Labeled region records

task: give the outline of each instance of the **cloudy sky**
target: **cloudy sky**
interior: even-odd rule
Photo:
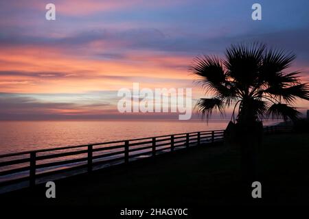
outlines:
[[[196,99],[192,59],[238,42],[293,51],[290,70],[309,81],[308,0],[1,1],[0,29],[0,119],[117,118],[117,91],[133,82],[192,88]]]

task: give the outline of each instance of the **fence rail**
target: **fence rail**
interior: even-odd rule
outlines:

---

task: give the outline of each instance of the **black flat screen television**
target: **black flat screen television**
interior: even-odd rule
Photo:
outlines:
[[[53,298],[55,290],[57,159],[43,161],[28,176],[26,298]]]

◆ **What you are asked to do**
Repeat the data word for word, from the line with "task: give the outline of each instance of the **black" through the line with "[[[53,298],[55,290],[57,159],[43,161],[28,176],[26,298]]]", including both of those lines.

◆ **In response**
task: give the outline of each instance of the **black flat screen television**
target: **black flat screen television**
interior: even-odd rule
Photo:
outlines:
[[[53,298],[55,290],[57,159],[43,161],[28,176],[26,298]]]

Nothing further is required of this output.